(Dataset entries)
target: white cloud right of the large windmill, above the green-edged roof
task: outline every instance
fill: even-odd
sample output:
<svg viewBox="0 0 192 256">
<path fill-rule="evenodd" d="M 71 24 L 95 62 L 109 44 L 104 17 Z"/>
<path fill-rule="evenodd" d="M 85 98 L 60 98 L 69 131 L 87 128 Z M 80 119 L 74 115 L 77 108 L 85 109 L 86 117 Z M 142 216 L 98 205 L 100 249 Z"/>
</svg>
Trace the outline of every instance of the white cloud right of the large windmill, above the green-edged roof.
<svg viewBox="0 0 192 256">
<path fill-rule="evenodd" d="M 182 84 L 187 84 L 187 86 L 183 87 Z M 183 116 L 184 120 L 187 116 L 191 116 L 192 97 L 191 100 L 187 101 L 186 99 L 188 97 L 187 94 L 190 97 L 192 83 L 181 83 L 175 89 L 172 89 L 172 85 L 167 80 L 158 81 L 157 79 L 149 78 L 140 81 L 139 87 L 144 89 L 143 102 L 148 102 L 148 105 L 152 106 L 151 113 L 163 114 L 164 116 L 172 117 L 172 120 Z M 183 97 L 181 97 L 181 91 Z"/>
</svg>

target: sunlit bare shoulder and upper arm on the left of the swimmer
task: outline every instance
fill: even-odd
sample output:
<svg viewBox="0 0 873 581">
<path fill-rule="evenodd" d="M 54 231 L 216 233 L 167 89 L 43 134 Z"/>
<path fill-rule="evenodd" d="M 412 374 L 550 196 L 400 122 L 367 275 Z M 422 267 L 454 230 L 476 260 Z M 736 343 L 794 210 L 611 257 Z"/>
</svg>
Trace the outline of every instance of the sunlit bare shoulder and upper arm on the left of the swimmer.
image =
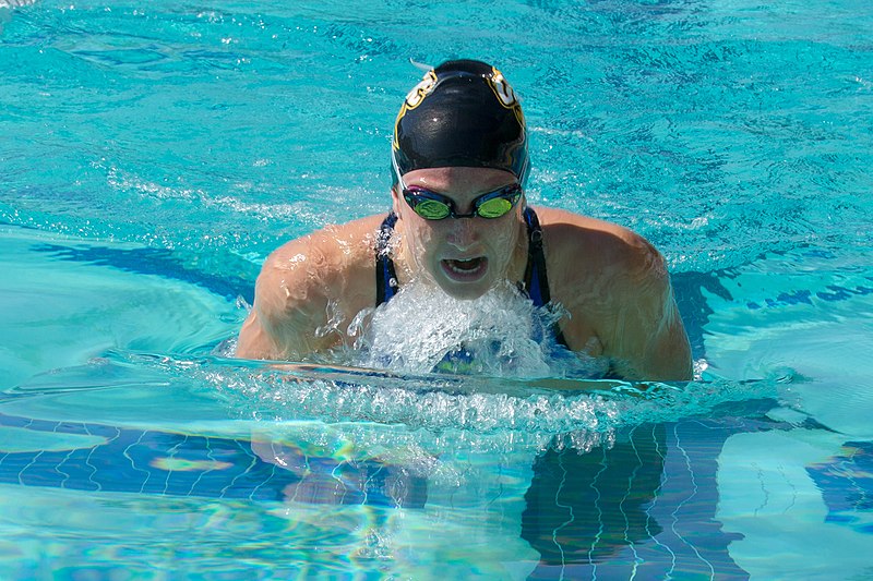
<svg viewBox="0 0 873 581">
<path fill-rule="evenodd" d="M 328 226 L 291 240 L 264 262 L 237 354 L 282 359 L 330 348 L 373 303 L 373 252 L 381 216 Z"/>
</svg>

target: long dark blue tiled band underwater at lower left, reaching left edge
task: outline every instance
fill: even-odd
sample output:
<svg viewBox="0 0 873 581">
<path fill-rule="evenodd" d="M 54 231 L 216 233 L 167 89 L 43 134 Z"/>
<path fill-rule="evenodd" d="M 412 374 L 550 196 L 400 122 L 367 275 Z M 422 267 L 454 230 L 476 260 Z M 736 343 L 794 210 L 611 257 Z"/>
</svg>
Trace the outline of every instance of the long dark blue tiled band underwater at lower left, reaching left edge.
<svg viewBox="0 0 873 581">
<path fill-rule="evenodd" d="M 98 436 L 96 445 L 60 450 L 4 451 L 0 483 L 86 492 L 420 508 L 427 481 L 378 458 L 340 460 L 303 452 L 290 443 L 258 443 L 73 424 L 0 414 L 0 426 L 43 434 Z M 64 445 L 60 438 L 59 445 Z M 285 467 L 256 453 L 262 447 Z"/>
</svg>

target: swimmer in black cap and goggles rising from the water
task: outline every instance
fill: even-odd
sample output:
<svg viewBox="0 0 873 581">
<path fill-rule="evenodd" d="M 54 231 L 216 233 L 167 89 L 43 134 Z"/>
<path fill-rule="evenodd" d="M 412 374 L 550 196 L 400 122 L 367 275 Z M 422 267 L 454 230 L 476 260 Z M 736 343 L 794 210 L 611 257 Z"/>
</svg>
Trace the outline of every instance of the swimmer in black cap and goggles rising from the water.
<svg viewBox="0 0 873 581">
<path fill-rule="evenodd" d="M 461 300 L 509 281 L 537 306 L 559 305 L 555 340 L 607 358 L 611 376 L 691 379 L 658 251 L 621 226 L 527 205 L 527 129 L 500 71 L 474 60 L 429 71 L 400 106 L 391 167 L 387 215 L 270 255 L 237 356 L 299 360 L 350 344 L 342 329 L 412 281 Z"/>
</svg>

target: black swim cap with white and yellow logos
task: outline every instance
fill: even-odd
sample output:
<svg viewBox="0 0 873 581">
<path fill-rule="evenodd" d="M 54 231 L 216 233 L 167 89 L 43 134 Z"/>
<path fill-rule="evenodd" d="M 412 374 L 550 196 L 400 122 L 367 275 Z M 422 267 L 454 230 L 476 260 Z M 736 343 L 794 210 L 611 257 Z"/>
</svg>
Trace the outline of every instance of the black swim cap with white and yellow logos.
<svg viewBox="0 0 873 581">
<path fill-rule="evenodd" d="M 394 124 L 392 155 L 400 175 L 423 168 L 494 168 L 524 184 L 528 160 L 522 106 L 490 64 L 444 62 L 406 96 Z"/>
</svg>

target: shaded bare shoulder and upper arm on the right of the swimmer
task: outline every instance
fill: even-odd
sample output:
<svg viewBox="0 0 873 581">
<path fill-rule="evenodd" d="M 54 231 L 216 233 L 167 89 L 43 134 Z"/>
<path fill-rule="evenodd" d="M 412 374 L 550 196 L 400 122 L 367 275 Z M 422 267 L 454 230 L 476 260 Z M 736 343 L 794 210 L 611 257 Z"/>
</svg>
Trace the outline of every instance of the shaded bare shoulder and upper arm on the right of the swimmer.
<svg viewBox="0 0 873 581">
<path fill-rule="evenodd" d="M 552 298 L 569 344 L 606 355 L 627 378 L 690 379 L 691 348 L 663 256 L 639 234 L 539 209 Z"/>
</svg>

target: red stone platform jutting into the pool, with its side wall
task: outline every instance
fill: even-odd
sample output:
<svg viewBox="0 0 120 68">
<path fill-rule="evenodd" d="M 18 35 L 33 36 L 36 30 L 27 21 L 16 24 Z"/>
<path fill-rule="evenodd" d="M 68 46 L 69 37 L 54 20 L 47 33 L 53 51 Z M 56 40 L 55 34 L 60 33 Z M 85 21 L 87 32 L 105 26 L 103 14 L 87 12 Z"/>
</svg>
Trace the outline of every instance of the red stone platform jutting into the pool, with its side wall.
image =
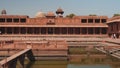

AIM OF THE TASK -> Please give, as a single number with nothing added, the count of lines in the records that contain the word "into".

SOLVED PROBLEM -> 2